** REQUIREMENT **
Can you write out all of the material below, word for word?

(Pointing records)
┌────────

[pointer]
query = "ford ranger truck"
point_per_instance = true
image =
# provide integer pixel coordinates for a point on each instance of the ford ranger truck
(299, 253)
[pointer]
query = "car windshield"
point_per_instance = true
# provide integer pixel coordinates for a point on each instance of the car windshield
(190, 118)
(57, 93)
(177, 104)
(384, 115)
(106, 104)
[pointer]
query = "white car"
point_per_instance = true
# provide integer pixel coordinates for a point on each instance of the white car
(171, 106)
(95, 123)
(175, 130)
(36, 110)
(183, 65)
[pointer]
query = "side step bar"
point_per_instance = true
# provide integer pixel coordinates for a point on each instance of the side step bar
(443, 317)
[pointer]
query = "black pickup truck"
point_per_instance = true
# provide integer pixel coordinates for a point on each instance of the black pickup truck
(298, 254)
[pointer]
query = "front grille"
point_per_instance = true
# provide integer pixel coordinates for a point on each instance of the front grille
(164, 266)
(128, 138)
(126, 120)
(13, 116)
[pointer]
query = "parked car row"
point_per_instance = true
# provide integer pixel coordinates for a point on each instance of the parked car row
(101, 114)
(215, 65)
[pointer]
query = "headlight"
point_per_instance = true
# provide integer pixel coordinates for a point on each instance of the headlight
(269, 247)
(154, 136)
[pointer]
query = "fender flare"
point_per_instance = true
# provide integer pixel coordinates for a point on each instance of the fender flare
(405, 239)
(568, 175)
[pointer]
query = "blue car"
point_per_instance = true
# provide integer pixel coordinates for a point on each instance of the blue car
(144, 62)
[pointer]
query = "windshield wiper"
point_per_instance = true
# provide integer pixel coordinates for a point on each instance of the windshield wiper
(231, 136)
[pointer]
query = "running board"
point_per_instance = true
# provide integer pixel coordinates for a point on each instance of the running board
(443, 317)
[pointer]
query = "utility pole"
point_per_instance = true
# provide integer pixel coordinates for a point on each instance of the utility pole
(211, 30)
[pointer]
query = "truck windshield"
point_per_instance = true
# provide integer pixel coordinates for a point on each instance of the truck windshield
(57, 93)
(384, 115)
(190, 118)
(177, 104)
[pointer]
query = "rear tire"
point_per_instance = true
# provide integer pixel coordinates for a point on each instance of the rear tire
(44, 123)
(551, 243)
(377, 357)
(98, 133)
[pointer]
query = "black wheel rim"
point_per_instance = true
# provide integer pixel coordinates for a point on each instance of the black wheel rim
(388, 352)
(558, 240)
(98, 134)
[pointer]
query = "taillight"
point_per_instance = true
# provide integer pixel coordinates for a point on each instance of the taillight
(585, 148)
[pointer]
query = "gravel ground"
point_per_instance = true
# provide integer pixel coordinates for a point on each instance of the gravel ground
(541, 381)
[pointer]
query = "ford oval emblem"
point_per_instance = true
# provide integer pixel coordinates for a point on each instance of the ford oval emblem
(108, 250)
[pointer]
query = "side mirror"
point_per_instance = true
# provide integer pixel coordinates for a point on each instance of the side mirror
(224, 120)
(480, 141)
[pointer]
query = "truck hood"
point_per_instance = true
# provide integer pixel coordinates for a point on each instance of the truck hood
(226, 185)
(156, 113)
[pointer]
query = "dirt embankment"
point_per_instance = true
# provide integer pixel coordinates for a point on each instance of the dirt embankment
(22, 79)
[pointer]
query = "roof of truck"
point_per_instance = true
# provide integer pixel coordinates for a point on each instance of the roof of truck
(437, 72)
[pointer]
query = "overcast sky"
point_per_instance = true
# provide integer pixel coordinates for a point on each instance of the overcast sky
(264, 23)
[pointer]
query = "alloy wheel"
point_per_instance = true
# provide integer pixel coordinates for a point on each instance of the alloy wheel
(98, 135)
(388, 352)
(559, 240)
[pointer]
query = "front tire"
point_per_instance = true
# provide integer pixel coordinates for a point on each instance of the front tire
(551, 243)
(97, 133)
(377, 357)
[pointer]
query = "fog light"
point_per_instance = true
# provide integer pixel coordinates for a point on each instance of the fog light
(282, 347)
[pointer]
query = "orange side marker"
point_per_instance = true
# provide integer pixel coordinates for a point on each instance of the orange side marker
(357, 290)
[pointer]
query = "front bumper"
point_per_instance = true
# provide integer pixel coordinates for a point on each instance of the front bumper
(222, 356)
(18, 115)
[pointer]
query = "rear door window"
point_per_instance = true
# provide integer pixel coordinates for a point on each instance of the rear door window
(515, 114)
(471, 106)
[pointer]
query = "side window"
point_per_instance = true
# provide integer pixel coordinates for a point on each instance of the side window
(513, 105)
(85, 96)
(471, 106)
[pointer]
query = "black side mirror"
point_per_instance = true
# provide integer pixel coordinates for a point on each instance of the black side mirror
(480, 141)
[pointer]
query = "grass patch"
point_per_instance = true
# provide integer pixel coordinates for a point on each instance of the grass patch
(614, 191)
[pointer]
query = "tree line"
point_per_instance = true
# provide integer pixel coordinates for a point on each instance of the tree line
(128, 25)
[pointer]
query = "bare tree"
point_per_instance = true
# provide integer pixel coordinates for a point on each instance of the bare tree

└────────

** THE RESPONSE **
[pointer]
query = "ford ranger truck"
point_per_instance = true
image =
# provide integer pixel coordinates for a point on each instance of the ford ranger truck
(299, 253)
[pointer]
query = "car windshield"
point_per_instance = true
# provide integer pixel coordinates for a point on each instance of the car windshield
(190, 118)
(57, 93)
(177, 104)
(384, 115)
(106, 104)
[pointer]
query = "white car"
point_per_instance = true
# provide integer pixel coordinates for a point on each instance of the white car
(171, 106)
(95, 123)
(175, 130)
(36, 110)
(183, 65)
[pointer]
query = "side step bar"
point_per_instance = true
# provide integer pixel coordinates for a point on each instance of the side step bar
(443, 317)
[pointer]
query = "black pickup truck"
point_per_instance = true
# provide integer pixel coordinates for a point on each instance of the black pickup truck
(298, 254)
[pointer]
query = "front grille"
point_per_instance = true
# provide integer pixel coordinates for a point on each instance of the front grille
(164, 266)
(128, 138)
(126, 120)
(13, 116)
[pointer]
query = "parked car row"
point_per_instance = true
# provide integer pixel coordinates for a point on each instance of the parked car row
(101, 114)
(215, 65)
[pointer]
query = "headlight"
point_per_instance = true
# provide integer pixel coordinates for a point on each instance of the headlight
(269, 247)
(154, 136)
[pointer]
query = "fender flare"
point_per_instance = true
# provide integer pixel coordinates for a point on each instance of the fender flare
(405, 239)
(568, 175)
[pointer]
query = "blue car"
point_per_instance = true
# provide integer pixel coordinates for a point on each instance of the blue car
(144, 62)
[pointer]
query = "windshield wiper"
point_per_instance = true
# provide integer pixel coordinates for a point on each instance of the windshield wiper
(231, 136)
[pointer]
query = "running board"
point_per_instance = true
# provide integer pixel coordinates for a point on each instance of the running board
(443, 317)
[pointer]
query = "utility pole"
point_per_instance = true
# provide integer pixel coordinates for a point on each instance of the utility pole
(211, 30)
[pointer]
query = "truck windshield"
point_per_instance = true
# provide integer pixel coordinates for a point on each instance of the truck windshield
(57, 93)
(384, 115)
(190, 118)
(177, 104)
[pointer]
query = "rear tire"
point_per_instance = true
# provide integer pixel coordinates for a point on each instance of the rear tire
(44, 123)
(551, 243)
(377, 357)
(98, 133)
[pointer]
query = "black wheel rim"
point_per_instance = true
# provide integer pixel coordinates for a point on each instance of the black wheel rim
(388, 352)
(558, 240)
(98, 134)
[pointer]
query = "taillight"
point_per_instance = true
# provide integer pixel coordinates for a point on each instance of the taillight
(585, 148)
[pointer]
query = "gravel ground"
point_per_instance = true
# provide integer pixel coordinates for a point on each instance of the gravel ground
(541, 381)
[pointer]
query = "ford oval emblem"
point_per_instance = true
# provide integer pixel coordinates for a point on each instance of the ford oval emblem
(108, 250)
[pointer]
query = "side mirror"
point_per_instance = true
# provide integer pixel coordinates for a point on each instance of the side mirror
(224, 120)
(480, 141)
[pointer]
query = "truck hood"
point_per_instance = true
# provide integer pixel coordinates for a point on each instance of the truck hood
(226, 185)
(156, 113)
[pointer]
query = "dirt embankment"
point_per_instance = true
# provide integer pixel coordinates for a point on each instance of the dirt embankment
(22, 79)
[pointer]
query = "roof of truck"
point_per_instance = true
# provide integer pixel coordinates for a point on each instance of the roof of truck
(437, 72)
[pointer]
query = "overcast sky"
point_per_instance = true
# provide integer pixel coordinates for a point on each instance of the overcast sky
(264, 23)
[pointer]
query = "alloy wheel"
point_per_instance = true
# provide integer pixel coordinates for a point on each instance of the alloy wheel
(98, 135)
(388, 352)
(559, 240)
[pointer]
query = "front tire"
point_per_instance = true
# provide integer pixel coordinates for a point on each instance of the front tire
(551, 243)
(97, 133)
(377, 357)
[pointer]
query = "fog light"
point_per_instance = true
# provide integer pixel coordinates for a point on each instance of the fog light
(282, 347)
[pointer]
query = "orange side marker"
point_per_instance = true
# provide integer pixel coordinates for a point on each instance of the orange side marker
(357, 290)
[pointer]
query = "front bumper"
point_per_instance = true
# provide integer pixel coordinates for a point on each instance of the front bumper
(222, 356)
(18, 115)
[pointer]
query = "rear door window"
point_per_instance = true
# provide integer pixel coordinates for a point on each instance of the rear door window
(515, 114)
(471, 106)
[pointer]
query = "side window"
point_per_instance = true
# provide integer pixel coordinates for a point on each instance of the side window
(513, 105)
(85, 96)
(471, 106)
[pointer]
query = "black side mirror"
point_per_instance = true
# provide integer pixel coordinates for a point on each instance of the black side mirror
(480, 141)
[pointer]
query = "grass patch"
point_per_instance = true
# provide integer pixel coordinates for a point on each instance of the grass patch
(614, 191)
[pointer]
query = "tree line"
point_per_instance = true
# provide integer pixel coordinates for a point on each instance of the tree line
(128, 25)
[pointer]
query = "bare tree"
point_per_instance = true
# provide integer pixel coordinates for a point on each instance of the bare tree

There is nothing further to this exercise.